Written exercise. Copy every entry below word for word, without changing a single character.

Entries shown.

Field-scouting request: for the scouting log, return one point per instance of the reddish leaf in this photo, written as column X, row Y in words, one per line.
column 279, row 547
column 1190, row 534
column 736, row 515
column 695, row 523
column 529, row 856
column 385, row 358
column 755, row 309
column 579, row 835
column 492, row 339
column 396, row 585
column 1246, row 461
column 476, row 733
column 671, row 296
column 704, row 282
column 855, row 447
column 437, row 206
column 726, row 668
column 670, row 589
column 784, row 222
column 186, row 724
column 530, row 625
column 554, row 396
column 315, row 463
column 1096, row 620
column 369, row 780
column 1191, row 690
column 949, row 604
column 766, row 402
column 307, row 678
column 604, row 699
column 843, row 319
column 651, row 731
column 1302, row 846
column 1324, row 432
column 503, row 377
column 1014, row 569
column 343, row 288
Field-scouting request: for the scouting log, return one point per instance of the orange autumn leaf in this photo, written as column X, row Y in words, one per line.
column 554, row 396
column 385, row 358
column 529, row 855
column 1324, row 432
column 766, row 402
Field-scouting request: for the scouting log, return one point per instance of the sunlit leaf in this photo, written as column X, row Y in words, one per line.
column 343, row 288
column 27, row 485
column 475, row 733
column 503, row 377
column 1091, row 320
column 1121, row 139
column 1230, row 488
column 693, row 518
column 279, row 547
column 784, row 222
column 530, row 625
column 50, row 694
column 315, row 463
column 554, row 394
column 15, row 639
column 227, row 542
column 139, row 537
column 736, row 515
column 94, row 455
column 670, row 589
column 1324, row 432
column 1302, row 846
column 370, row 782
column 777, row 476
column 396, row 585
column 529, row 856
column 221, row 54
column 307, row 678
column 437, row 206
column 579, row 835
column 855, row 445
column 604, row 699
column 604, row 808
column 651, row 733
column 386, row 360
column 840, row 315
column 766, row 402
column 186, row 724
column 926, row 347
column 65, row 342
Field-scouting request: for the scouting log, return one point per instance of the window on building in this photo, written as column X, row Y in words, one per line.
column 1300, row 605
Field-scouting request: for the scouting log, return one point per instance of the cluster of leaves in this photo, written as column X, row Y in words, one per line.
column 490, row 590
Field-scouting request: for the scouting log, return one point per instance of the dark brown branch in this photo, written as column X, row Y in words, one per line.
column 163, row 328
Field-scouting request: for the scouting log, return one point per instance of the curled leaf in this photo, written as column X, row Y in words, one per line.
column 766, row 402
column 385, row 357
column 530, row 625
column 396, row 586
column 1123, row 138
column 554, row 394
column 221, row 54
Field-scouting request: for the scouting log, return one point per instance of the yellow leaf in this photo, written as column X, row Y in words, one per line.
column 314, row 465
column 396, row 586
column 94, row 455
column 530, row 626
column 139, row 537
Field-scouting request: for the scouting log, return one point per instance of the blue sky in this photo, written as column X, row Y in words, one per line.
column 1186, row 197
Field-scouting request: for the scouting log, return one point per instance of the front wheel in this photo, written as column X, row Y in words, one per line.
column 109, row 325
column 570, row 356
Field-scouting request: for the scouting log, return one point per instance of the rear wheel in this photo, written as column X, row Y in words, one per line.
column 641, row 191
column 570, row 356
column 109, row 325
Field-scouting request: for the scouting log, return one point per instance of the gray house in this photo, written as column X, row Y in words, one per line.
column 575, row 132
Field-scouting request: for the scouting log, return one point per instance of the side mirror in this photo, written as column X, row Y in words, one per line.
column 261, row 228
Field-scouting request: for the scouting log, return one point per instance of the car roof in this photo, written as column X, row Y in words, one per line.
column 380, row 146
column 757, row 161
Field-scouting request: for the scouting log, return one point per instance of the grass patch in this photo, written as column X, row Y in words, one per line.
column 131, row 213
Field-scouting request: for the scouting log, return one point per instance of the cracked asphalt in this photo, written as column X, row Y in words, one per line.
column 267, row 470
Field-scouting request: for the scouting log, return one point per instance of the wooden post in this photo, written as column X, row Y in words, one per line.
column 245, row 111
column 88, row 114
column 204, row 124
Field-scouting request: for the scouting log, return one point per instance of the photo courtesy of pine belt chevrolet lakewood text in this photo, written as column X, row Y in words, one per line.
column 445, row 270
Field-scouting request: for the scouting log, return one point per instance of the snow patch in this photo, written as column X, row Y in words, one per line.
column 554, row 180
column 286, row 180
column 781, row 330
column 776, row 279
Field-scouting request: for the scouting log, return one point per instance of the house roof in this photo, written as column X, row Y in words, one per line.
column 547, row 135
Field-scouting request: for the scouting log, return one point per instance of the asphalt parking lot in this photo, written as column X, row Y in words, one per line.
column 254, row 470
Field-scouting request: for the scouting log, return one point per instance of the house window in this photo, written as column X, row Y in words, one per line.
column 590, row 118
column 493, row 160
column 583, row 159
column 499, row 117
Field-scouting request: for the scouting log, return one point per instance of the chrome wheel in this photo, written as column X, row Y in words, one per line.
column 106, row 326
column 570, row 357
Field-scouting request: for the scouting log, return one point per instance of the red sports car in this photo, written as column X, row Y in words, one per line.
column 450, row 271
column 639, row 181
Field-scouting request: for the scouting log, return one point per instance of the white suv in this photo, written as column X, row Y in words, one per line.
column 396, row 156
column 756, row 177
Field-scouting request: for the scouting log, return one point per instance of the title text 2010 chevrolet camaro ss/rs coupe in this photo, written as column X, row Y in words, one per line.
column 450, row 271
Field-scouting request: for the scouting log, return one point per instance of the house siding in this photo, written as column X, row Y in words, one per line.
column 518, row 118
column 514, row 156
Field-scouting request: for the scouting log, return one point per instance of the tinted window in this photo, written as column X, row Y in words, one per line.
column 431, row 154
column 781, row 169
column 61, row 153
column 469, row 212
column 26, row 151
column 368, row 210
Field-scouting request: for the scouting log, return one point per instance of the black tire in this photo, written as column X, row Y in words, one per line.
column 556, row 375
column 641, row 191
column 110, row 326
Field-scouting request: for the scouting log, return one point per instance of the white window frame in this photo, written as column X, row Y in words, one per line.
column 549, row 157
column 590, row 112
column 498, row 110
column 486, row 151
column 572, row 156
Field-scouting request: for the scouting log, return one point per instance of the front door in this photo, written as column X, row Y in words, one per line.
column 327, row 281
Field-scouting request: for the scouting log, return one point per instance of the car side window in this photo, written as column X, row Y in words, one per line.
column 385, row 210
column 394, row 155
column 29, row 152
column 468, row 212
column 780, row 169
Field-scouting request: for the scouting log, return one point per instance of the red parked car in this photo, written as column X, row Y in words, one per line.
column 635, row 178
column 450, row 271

Exercise response.
Field-scouting request: for the scouting log, return one point per instance of the reddish leaf in this photo, written as column X, row Y in words, one per line.
column 279, row 547
column 1190, row 534
column 736, row 515
column 695, row 523
column 529, row 856
column 385, row 358
column 755, row 309
column 579, row 835
column 492, row 339
column 396, row 585
column 1246, row 461
column 476, row 733
column 671, row 296
column 704, row 282
column 855, row 447
column 437, row 206
column 726, row 668
column 670, row 589
column 784, row 222
column 186, row 724
column 530, row 625
column 554, row 396
column 315, row 463
column 1096, row 620
column 369, row 780
column 1191, row 690
column 949, row 604
column 766, row 402
column 307, row 678
column 604, row 699
column 843, row 319
column 651, row 731
column 1302, row 846
column 1324, row 432
column 503, row 377
column 1014, row 569
column 343, row 288
Field-scouting request: for the scouting log, return one point per instance of the orange autumn leaf in this photo, written as column X, row Y in words, one per line.
column 554, row 396
column 385, row 358
column 529, row 855
column 1324, row 432
column 766, row 402
Field-scouting request: for the scouting log, return one point per instance of the sunlit leaf in this photo, written as column X, row Y in words, one per line.
column 343, row 288
column 27, row 485
column 475, row 733
column 503, row 377
column 1091, row 320
column 1121, row 139
column 1230, row 488
column 693, row 518
column 279, row 547
column 784, row 222
column 530, row 625
column 50, row 694
column 315, row 463
column 554, row 394
column 15, row 639
column 227, row 542
column 139, row 537
column 736, row 515
column 94, row 455
column 670, row 589
column 1324, row 432
column 1302, row 846
column 370, row 782
column 777, row 476
column 396, row 585
column 529, row 856
column 221, row 54
column 307, row 678
column 437, row 206
column 579, row 835
column 855, row 445
column 604, row 699
column 604, row 808
column 651, row 733
column 386, row 360
column 840, row 315
column 766, row 402
column 186, row 724
column 926, row 347
column 65, row 342
Field-scouting request: for the scouting log, return one point per instance of the window on building in this photo, written as column X, row Y in words, one per line.
column 1300, row 605
Field-scouting request: for the scouting log, return one point per instance of the cluster of leaves in this photo, written as column X, row Y in words, one per line.
column 490, row 590
Field-scouting request: for the scouting log, return one point per instance of the dark brown branch in this photo, written as column X, row Y in words, one per line.
column 163, row 328
Field-scouting request: for the scouting log, return one point per instance of the curled leaf in this photo, written as column X, row Y in words, one per line.
column 766, row 402
column 385, row 357
column 530, row 625
column 396, row 586
column 1123, row 138
column 554, row 394
column 221, row 54
Field-scouting request: for the scouting log, return one point per instance of the yellow leaf in this photo, written as column X, row Y in words, one per line.
column 314, row 465
column 396, row 586
column 94, row 455
column 530, row 626
column 139, row 537
Field-scouting request: for the scouting log, return one point per instance of the blue sky in this photo, written as column X, row Y in words, one per line.
column 1186, row 197
Field-scouting request: for the scouting log, return one point per instance of the front wheel in this photo, written as column X, row Y in words, one per line.
column 109, row 325
column 570, row 356
Field-scouting request: for the scouting log, return one point per instance of the rear wheel in this photo, written as column X, row Y in words, one per line.
column 641, row 191
column 570, row 356
column 109, row 325
Field-scouting request: for the scouting log, return one point per instance of the gray house in this photo, written as column X, row Y in words, one per line.
column 575, row 132
Field-scouting request: for the scouting log, return one point per instance of the side mirror in this photo, written as column X, row Y in words, one per line.
column 261, row 228
Field-scouting request: for the scouting log, return one point per instance of the car roof in this photo, written as column X, row Y in words, one per line.
column 380, row 146
column 757, row 161
Field-scouting request: for the scouting log, return one point per instance of the grass patch in this photo, written as column X, row Y in words, one per line.
column 131, row 213
Field-scouting request: for the scouting log, return one point per instance of the cracked asphalt in this photo, written as column X, row Y in words, one per line.
column 267, row 470
Field-scouting request: for the scouting log, return one point per instance of the wooden post in this photo, written as column X, row Y in words, one per line.
column 245, row 111
column 88, row 114
column 204, row 124
Field-scouting request: for the scouting log, return one point per instance of the photo courtesy of pine belt chevrolet lakewood text in this photo, written as column X, row Y in words, one per line.
column 445, row 270
Field-scouting request: for the scouting log, return one point per instance of the snow patch in this photo, written as column X, row Y in words, one per line.
column 554, row 180
column 286, row 180
column 781, row 330
column 776, row 279
Field-scouting request: for the scouting log, return one point per instance of the house roof in this photo, written as column X, row Y in words, one per line.
column 547, row 135
Field-scouting request: for the scouting log, return one point per instance of the asphalt parking lot in this photo, written as column X, row Y in words, one per line.
column 254, row 470
Field-scouting request: for the scouting log, return one point per instance of the house window in this photo, written as column X, row Y in words, one per line.
column 590, row 118
column 493, row 160
column 583, row 159
column 499, row 117
Field-scouting request: for the scouting log, return one point per instance of the chrome wheel in this photo, written as column X, row Y in words, one per line.
column 106, row 326
column 570, row 357
Field-scouting request: for the scouting log, return one point per instance of the red sports car in this photo, written as column X, row Y in words, one per line.
column 450, row 271
column 639, row 181
Field-scouting request: for the scouting log, return one point per instance of the white suv in this photo, written as column X, row Y in words, one per line.
column 396, row 156
column 756, row 177
Field-scouting request: for the scouting log, return one point per instance of the title text 2010 chevrolet camaro ss/rs coupe in this photo, written as column X, row Y in words, one per line.
column 450, row 271
Field-scouting request: for the scouting log, return one point per instance of the house siding in this photo, written as column X, row Y in words, one per line.
column 518, row 118
column 514, row 156
Field-scouting request: for the scouting log, return one point per instance of the tinted window in this photo, written as column X, row Y in words, one per line.
column 431, row 154
column 781, row 169
column 61, row 153
column 469, row 212
column 26, row 151
column 368, row 210
Field-scouting request: for the scouting log, return one point per instance of the black tire in this photo, written as column X, row Y in words, one per line.
column 556, row 375
column 641, row 191
column 110, row 326
Field-scouting request: for the scouting log, return one point per instance of the white window frame in this photo, written as column X, row Y in words, one per line.
column 549, row 157
column 590, row 112
column 498, row 110
column 486, row 151
column 572, row 156
Field-scouting request: for the scouting log, return one point per instance of the front door in this photo, written as column X, row Y in words, one per line.
column 327, row 281
Field-scouting request: for the scouting log, return one point per instance of the car side window in this photo, written as column X, row Y in words, one per line.
column 385, row 210
column 394, row 155
column 29, row 152
column 468, row 212
column 780, row 169
Field-scouting request: for the scouting log, return one point per instance of the red parked car in this photo, written as column X, row Y in words, one per line.
column 635, row 178
column 450, row 271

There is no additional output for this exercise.